**Document segment**
-- Begin --

In addition, the webpage hosts the revised Apple and Pear IPDM Manual, numerous IPDM monitoring templates and videos to assist growers establish an IPDM system, and reports on IPDM case studies. The popular Pocket Guide to Pests of Pome and Stone fruit and their Predators and Parasitoids has been digitised, has interactive features, and is available for free download on the IPDM webpage.

The webpage has already attracted strong interest with over 5,957 users and 15,059 pageviews. The Facebook group, open only to Australian growers and advisors, now has over 100 members.

IPDM training sessions and orchard walks have been held in each state and case study orchards have demonstrated how growers are implementing IPDM – documenting what works and what hasn’t worked. Eight case study orchards participated in the 2019–20 season to address challenges identified in their IPDM Action Plans.

Tried and tested

Queensland: Mites and mealybugs had become major problems in recent years for Daniel Nicoletti, at Stanthorpe, possibly as a side effect of the previous insecticide program for mealybug impacting on predatory mites and ladybird beetles. Daniel started the season with the orchard suffering from the effects of long-term drought and facing the driest year on record. The hot dry weather continued with 33 days of maximum temperatures over 30 degrees in December and January, but rain eventually arrived with heavy falls in mid-January through to mid-February. Daniel has one of the local agronomists do his pest monitoring and only one of the seven monitored blocks had codling moth recorded in traps. Damage recorded at harvest for that block from codling moth was 2 per cent and 4.2 per cent from mealybug, a reasonable result given the carryover pest pressure from the previous season and the weather conditions in 2019–20. The mite population monitoring results provided by Daniel’s agronomist as per cent leaves infested have been converted to cumulative leaf infested days (CLIDs) for presentation because damage by mites is a product of per cent leaves infested and the number of days they are infested. The CLIDs graph (Figure 1) suggests that there may be a problem developing in block 1 where the miticide applications had little effect on the slope of the curve.

Figure 1: Cumulative Leaf Infested Days (CLIDs) for four blocks in the Nicoletti case study 2019-2020.

CLIDs was first developed for use in Williams Bon Chrétien (WBC) pears which are highly sensitive to mite damage. Since then we have also used CLIDs in Packham pears and in apples. The thresholds we use are 1500 CLIDs for WBC; 3000 CLIDs for Packhams; and >50000 CLIDs for apples. These thresholds are the maximum for the season, rather than for instantaneous readings, and the cumulative presentation of the results allows the grower to read the slope and estimate how quickly the threshold will be reached if no intervention is applied. In Daniel’s case he was able to keep even his worst block below the threshold of 5000 CLIDs and should not see any reduction in yield due to mite feeding.

-- End --

**Data**
-- Begin --

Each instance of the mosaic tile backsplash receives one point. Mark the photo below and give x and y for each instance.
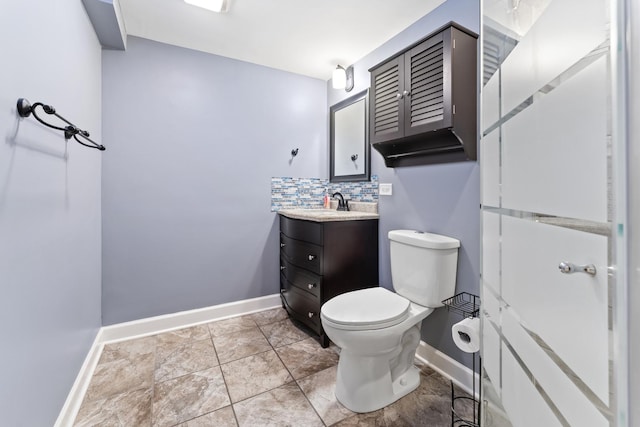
(289, 193)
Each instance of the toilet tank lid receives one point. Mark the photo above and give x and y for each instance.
(424, 240)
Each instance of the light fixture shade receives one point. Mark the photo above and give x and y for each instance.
(213, 5)
(339, 79)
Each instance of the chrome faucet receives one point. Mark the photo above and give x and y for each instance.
(343, 205)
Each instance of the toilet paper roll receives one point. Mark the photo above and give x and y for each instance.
(466, 334)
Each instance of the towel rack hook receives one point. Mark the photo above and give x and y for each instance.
(25, 109)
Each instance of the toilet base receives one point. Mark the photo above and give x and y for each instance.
(376, 393)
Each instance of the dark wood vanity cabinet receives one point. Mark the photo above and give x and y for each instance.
(423, 101)
(319, 260)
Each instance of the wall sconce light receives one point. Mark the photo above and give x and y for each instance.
(219, 6)
(343, 79)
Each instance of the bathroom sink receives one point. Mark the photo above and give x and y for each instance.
(322, 215)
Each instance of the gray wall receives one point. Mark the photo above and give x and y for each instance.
(49, 208)
(443, 198)
(193, 142)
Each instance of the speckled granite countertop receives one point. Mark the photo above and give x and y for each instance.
(359, 210)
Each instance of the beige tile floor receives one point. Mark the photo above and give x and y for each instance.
(256, 370)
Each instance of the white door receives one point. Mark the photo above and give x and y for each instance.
(548, 288)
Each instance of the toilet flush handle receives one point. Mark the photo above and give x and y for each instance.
(569, 268)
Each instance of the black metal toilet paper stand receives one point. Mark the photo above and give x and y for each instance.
(468, 305)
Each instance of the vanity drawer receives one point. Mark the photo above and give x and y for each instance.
(308, 231)
(302, 254)
(299, 303)
(301, 278)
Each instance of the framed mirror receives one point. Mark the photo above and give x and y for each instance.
(350, 151)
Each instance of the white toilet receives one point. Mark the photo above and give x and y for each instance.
(378, 331)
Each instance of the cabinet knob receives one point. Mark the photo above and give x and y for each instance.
(569, 268)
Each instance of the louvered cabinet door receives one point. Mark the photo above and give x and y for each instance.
(386, 101)
(426, 81)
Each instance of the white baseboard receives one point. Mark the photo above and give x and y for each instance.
(450, 368)
(152, 326)
(184, 319)
(74, 399)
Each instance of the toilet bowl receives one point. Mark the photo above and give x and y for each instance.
(378, 330)
(377, 351)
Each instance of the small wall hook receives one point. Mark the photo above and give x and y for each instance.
(25, 109)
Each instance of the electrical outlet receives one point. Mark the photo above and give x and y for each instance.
(386, 189)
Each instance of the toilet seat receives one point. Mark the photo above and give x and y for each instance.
(371, 308)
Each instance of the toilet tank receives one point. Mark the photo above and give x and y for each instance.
(423, 266)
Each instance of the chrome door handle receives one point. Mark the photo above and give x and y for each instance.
(569, 268)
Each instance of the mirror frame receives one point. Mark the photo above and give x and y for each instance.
(366, 175)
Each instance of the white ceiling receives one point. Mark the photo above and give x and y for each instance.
(301, 36)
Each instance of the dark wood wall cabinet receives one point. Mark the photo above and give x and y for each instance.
(423, 101)
(319, 260)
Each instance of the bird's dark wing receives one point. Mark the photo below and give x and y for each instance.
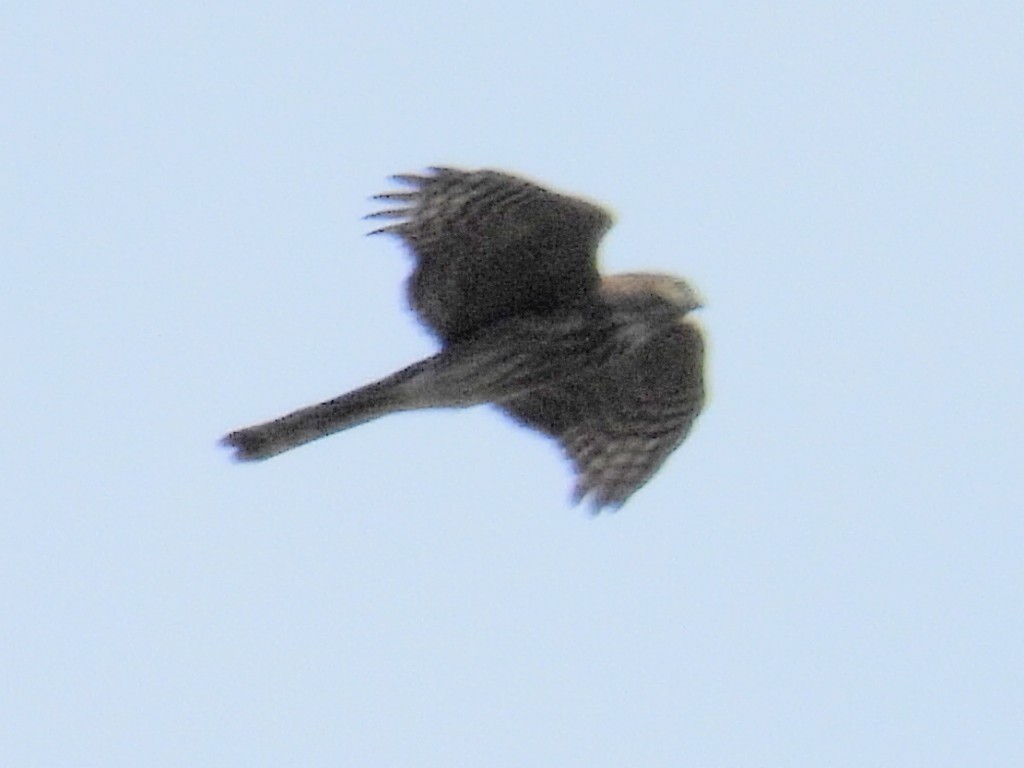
(619, 426)
(489, 246)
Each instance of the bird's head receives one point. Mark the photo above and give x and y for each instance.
(644, 287)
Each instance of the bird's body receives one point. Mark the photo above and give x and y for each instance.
(506, 278)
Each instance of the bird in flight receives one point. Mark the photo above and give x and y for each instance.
(506, 279)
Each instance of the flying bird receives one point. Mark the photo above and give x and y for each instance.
(506, 279)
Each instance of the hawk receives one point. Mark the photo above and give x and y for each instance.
(506, 279)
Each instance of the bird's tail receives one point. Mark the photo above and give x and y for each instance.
(308, 424)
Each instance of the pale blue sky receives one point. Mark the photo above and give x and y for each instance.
(829, 572)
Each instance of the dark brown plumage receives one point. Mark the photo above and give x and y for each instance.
(506, 278)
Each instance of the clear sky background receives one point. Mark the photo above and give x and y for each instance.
(828, 572)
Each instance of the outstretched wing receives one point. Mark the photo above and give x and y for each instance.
(620, 426)
(491, 246)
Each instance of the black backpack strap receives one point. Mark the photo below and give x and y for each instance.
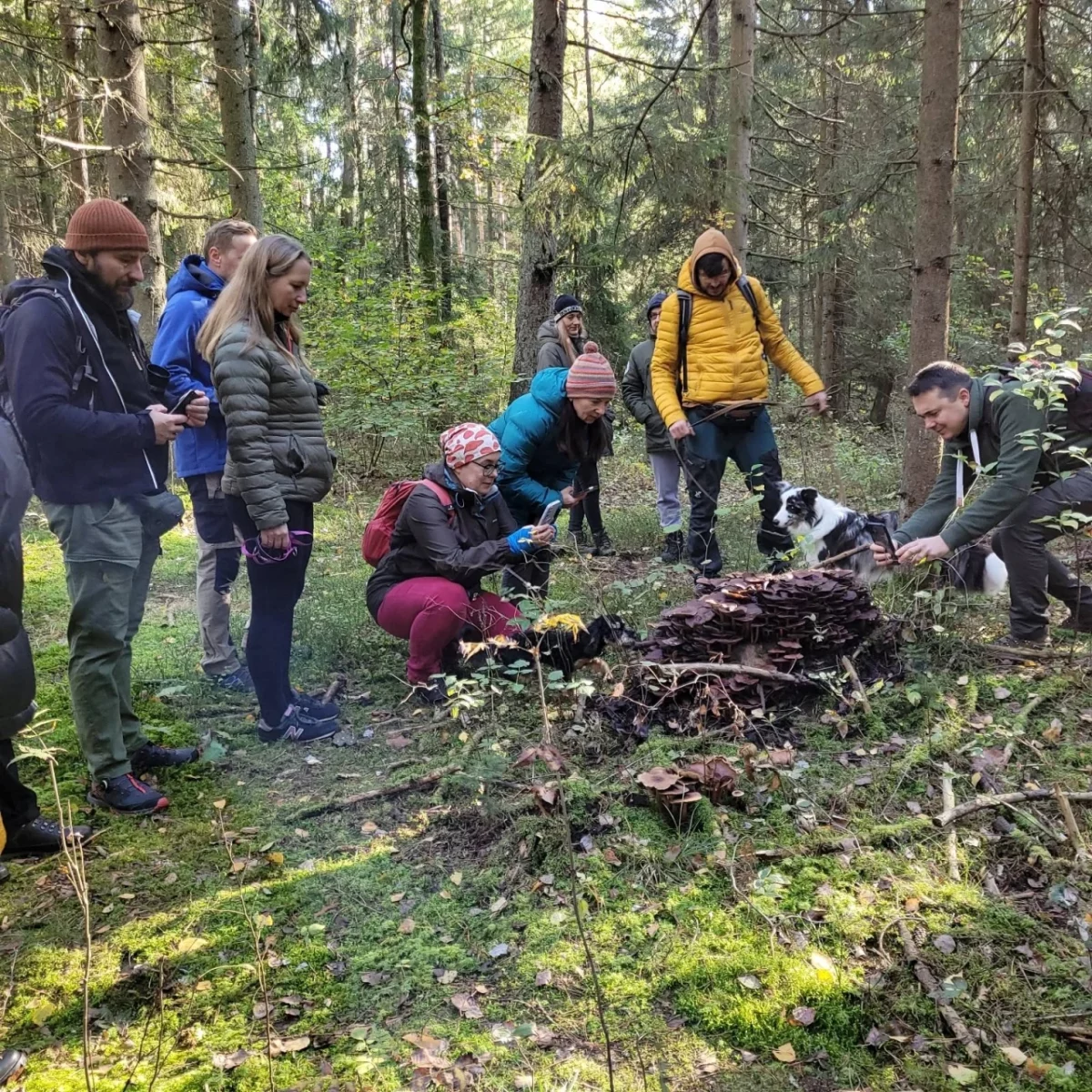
(686, 309)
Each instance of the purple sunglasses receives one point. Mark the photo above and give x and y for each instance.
(254, 551)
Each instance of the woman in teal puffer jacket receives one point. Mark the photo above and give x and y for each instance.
(545, 435)
(278, 465)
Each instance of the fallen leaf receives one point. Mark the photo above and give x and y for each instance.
(228, 1062)
(467, 1006)
(961, 1075)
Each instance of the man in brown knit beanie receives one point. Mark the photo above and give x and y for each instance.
(96, 431)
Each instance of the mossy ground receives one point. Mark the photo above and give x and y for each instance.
(369, 920)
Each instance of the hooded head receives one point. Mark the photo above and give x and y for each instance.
(713, 268)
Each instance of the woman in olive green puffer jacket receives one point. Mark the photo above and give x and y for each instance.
(278, 467)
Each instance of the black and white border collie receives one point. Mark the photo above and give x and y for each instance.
(825, 529)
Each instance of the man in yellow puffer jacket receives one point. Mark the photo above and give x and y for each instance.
(724, 366)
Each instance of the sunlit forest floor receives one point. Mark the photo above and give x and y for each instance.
(431, 936)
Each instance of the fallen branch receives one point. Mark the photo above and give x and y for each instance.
(763, 672)
(953, 814)
(378, 794)
(924, 976)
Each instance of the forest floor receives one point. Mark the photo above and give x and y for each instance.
(434, 933)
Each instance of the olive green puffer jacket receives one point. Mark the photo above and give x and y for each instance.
(277, 450)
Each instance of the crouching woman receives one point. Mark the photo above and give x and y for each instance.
(453, 531)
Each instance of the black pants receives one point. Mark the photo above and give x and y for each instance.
(751, 445)
(17, 804)
(587, 476)
(1035, 572)
(274, 591)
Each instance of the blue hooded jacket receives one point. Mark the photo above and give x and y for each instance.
(190, 296)
(533, 470)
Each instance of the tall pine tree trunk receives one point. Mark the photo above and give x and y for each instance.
(130, 168)
(741, 97)
(75, 130)
(442, 167)
(423, 142)
(539, 254)
(1026, 169)
(233, 79)
(937, 129)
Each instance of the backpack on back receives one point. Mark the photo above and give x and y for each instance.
(686, 312)
(376, 543)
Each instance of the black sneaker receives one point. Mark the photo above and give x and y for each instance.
(296, 727)
(674, 549)
(315, 710)
(603, 546)
(42, 836)
(126, 796)
(435, 693)
(238, 682)
(152, 757)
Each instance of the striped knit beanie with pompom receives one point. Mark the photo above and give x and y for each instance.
(591, 376)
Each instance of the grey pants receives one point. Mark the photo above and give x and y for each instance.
(1035, 572)
(665, 473)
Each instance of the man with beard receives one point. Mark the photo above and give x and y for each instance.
(96, 436)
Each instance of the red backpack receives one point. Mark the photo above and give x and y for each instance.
(376, 543)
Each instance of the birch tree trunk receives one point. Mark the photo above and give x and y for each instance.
(539, 255)
(741, 97)
(130, 168)
(1026, 169)
(233, 79)
(75, 129)
(937, 128)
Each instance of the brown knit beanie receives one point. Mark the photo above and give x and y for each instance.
(104, 225)
(591, 376)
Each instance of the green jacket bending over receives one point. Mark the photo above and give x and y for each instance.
(1005, 421)
(277, 449)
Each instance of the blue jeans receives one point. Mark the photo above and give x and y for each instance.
(751, 445)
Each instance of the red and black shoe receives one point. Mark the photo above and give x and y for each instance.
(126, 796)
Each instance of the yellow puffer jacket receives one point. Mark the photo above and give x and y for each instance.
(724, 347)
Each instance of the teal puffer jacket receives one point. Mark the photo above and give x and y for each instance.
(533, 470)
(277, 449)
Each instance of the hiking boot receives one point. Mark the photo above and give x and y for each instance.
(1079, 623)
(238, 682)
(314, 709)
(296, 727)
(126, 795)
(12, 1065)
(153, 757)
(434, 693)
(603, 546)
(674, 547)
(42, 836)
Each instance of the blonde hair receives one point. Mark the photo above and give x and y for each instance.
(247, 298)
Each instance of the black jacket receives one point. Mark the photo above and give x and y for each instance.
(425, 544)
(80, 391)
(16, 663)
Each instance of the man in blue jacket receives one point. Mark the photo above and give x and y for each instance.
(200, 454)
(96, 432)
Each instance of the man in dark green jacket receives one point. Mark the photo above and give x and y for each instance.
(637, 394)
(996, 430)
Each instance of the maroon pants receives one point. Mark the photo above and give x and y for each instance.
(431, 612)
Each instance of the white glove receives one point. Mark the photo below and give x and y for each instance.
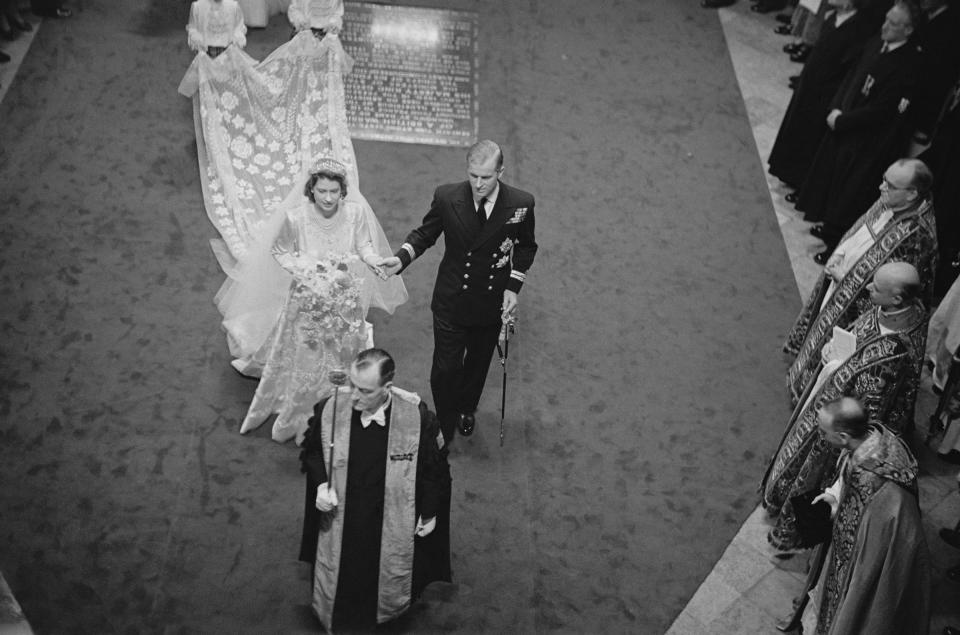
(424, 528)
(326, 498)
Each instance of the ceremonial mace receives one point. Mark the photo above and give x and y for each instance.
(337, 378)
(505, 332)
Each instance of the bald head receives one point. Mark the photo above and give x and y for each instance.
(843, 417)
(895, 285)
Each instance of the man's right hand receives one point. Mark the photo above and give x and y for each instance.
(832, 268)
(391, 265)
(326, 498)
(829, 499)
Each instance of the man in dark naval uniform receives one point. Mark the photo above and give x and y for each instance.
(488, 228)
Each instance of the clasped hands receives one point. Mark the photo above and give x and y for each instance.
(327, 500)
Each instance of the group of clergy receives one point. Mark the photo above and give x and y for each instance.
(857, 351)
(882, 81)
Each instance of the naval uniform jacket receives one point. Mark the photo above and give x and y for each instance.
(480, 261)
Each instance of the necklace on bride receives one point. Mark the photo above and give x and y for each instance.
(327, 222)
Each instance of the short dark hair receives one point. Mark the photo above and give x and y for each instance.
(910, 291)
(917, 16)
(482, 151)
(848, 415)
(381, 358)
(922, 179)
(324, 174)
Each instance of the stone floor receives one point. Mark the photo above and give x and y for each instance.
(746, 592)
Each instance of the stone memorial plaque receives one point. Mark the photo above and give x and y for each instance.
(414, 76)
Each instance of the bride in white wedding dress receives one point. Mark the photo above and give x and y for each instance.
(260, 129)
(328, 249)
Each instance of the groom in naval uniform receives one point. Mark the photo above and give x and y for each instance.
(488, 229)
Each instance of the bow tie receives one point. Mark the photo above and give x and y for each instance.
(366, 419)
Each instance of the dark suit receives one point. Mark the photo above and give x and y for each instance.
(871, 134)
(940, 50)
(805, 122)
(481, 260)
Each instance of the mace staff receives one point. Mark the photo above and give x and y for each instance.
(504, 352)
(337, 378)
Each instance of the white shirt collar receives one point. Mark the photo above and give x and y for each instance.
(491, 200)
(380, 416)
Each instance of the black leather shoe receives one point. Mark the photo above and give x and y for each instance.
(466, 424)
(765, 7)
(802, 54)
(953, 456)
(950, 536)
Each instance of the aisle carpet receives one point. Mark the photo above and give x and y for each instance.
(645, 386)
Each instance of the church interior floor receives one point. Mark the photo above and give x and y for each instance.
(129, 503)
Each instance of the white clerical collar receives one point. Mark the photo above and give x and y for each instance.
(843, 16)
(892, 46)
(491, 200)
(380, 415)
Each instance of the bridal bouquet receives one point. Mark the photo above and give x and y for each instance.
(331, 312)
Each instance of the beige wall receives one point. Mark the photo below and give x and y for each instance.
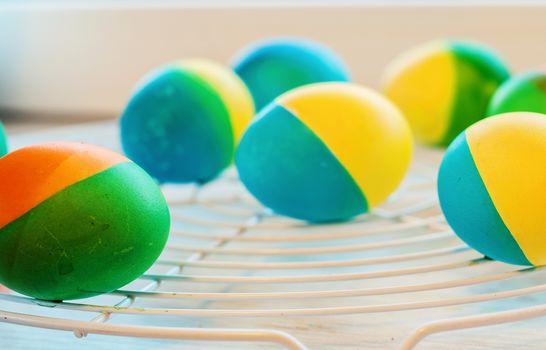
(77, 61)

-- End --

**Work instructions**
Please reproduce the passage of the IPDM text above between "In addition, the" and "over 100 members.", inclusive.

**Task output**
In addition, the webpage hosts the revised Apple and Pear IPDM Manual, numerous IPDM monitoring templates and videos to assist growers establish an IPDM system, and reports on IPDM case studies. The popular Pocket Guide to Pests of Pome and Stone fruit and their Predators and Parasitoids has been digitised, has interactive features, and is available for free download on the IPDM webpage.

The webpage has already attracted strong interest with over 5,957 users and 15,059 pageviews. The Facebook group, open only to Australian growers and advisors, now has over 100 members.